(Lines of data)

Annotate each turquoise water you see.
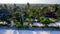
[0,29,60,34]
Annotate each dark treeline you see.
[0,3,60,27]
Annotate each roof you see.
[0,9,10,16]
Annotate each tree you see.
[40,18,51,27]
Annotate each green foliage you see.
[16,22,22,28]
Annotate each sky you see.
[0,0,60,4]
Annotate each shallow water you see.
[0,29,60,34]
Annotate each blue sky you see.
[0,0,60,4]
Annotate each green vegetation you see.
[0,3,60,28]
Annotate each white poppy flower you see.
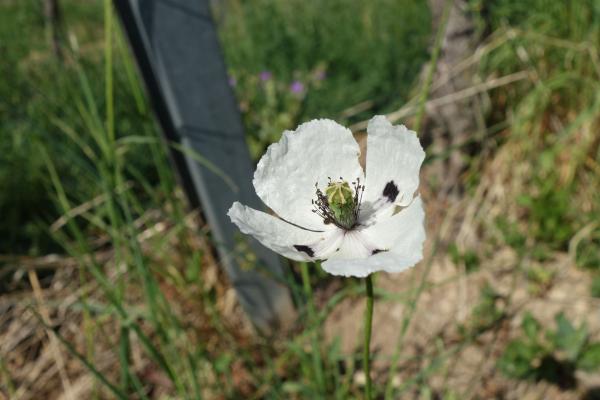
[228,116,425,277]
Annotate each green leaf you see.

=== The problem ===
Write out the stretch of the listing from its start through the line containing "[16,22,22,28]", switching "you see" to "you can find" and changing nothing else. Leave the pictures out.

=== Solution below ===
Annotate each turquoise water you can find.
[0,29,60,34]
Annotate each dark treeline you can find.
[0,3,60,27]
Annotate each roof you can find.
[0,9,10,16]
Annotate each tree you can find.
[40,18,51,27]
Annotate each green foliage you can find.
[16,22,22,28]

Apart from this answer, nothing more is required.